AUSGEWÄHLTER AUSZUG
Antwort von Koni Rohner, Psychotherapeut FSP:

Abgrenzen ist für Sie beide das richtige Stichwort. Aber wie macht man das? Ein impulsiver Mensch würde an Ihrer Stelle vielleicht in scharfem Ton zur Schwiegermutter sagen: «Halt die Klappe, unsere Entscheidungen gehen dich nichts an, kehr vor deiner eigenen Tür.» Ein solcher Angriff könnte zwar kurzfristig wirksam sein, aber schafft eine kriegerische Atmosphäre und vergiftet das Klima. Die Schwiegermutter wird sich als Verliererin fühlen und sich entweder beleidigt zurückziehen oder versuchen, mit verstärkter Kritik zurückzuschlagen oder sich für die Kränkung zu rächen.

Der US-Psychologe Thomas Gordon hat vor 40 Jahren ein Rezept zur gewaltfreien Konfliktlösung entwickelt, das noch immer hochaktuell ist. Die Grundidee ist, dass es Lösungen braucht, in denen es keine Verlierer gibt. Er nennt sein Konzept ein «Win-win-Modell», und sein zentrales Element ist Abgrenzung.

In allen Konflikten sind zuerst die Positionen zu klären. Wer hat ein Problem mit der Situation, wer fühlt was? Erst dann kann eine Lösung gesucht werden. Sehr oft ergibt sie sich wie von selbst. Zentral ist es, sich gegenseitig offen und ehrlich mitzuteilen, was man fühlt und erlebt. Und anderseits zu versuchen, die Position des andern zu verstehen. Wenn man sie versteht, heisst das allerdings nicht, dass man damit einverstanden ist.

Die fünf Vorteile der Ich-Botschaft

Zurück zu Ihrem Beispiel: Wer hat da ein Problem? Sie haben eins, denn Sie leiden offensichtlich unter der Einmischung der Schwiegermutter und wohl auch darunter, dass Ihr Mann nicht zu Ihnen hält. Er dagegen, vermute ich, hat kein Problem. Deshalb ist der Ansatz falsch, ihm helfen zu wollen. Gordons Rezept fordert dagegen, dass Sie Ihr Erleben in einer sogenannten konfrontierenden Ich-Botschaft formulieren. Etwa zur Schwiegermutter: «Wenn du mir wie jetzt gerade einen Ratschlag zur Erziehung gibst, fühle ich mich als Mutter nicht ernst genommen, und das kränkt und ärgert mich.» Oder zum Mann: «Wenn du dich wie jetzt auf die Seite deiner Mutter stellst, fühle ich mich von dir allein gelassen, und das tut weh.»

AUFGEFÜHRTE EINTRÄGE
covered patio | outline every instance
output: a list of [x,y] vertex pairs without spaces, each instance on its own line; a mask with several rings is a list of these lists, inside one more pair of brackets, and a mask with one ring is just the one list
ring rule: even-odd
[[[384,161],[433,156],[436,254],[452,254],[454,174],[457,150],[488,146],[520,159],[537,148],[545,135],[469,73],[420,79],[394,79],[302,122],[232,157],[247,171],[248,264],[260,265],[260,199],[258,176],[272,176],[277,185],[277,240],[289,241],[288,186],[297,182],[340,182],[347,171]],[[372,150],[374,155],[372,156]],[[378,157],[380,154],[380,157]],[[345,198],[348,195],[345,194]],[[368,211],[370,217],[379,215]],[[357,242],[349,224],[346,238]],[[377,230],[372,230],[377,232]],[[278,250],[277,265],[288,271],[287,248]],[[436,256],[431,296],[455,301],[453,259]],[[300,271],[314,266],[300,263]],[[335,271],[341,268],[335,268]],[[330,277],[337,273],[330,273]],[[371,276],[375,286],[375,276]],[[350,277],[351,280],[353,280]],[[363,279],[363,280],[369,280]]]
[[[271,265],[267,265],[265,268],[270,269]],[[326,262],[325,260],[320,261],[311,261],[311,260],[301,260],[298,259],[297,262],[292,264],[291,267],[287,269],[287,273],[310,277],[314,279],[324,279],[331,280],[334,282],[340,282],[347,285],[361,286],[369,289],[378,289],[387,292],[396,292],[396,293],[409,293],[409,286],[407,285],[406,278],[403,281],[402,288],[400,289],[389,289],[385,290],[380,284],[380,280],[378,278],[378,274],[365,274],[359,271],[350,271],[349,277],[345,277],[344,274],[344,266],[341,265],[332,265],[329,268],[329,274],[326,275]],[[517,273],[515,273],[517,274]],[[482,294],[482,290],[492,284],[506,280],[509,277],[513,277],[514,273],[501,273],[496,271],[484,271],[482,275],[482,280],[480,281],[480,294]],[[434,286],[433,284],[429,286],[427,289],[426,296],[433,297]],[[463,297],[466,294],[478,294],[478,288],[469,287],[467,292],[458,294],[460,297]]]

WAS ZU TUN IST
Gib aus dem ausgewählten Auszug den Abschnitt von „Der US-Psychologe Thomas“ bis einschließlich „damit einverstanden ist.“ wortgetreu aus.

ERGEBNIS
Der US-Psychologe Thomas Gordon hat vor 40 Jahren ein Rezept zur gewaltfreien Konfliktlösung entwickelt, das noch immer hochaktuell ist. Die Grundidee ist, dass es Lösungen braucht, in denen es keine Verlierer gibt. Er nennt sein Konzept ein «Win-win-Modell», und sein zentrales Element ist Abgrenzung.

In allen Konflikten sind zuerst die Positionen zu klären. Wer hat ein Problem mit der Situation, wer fühlt was? Erst dann kann eine Lösung gesucht werden. Sehr oft ergibt sie sich wie von selbst. Zentral ist es, sich gegenseitig offen und ehrlich mitzuteilen, was man fühlt und erlebt. Und anderseits zu versuchen, die Position des andern zu verstehen. Wenn man sie versteht, heisst das allerdings nicht, dass man damit einverstanden ist.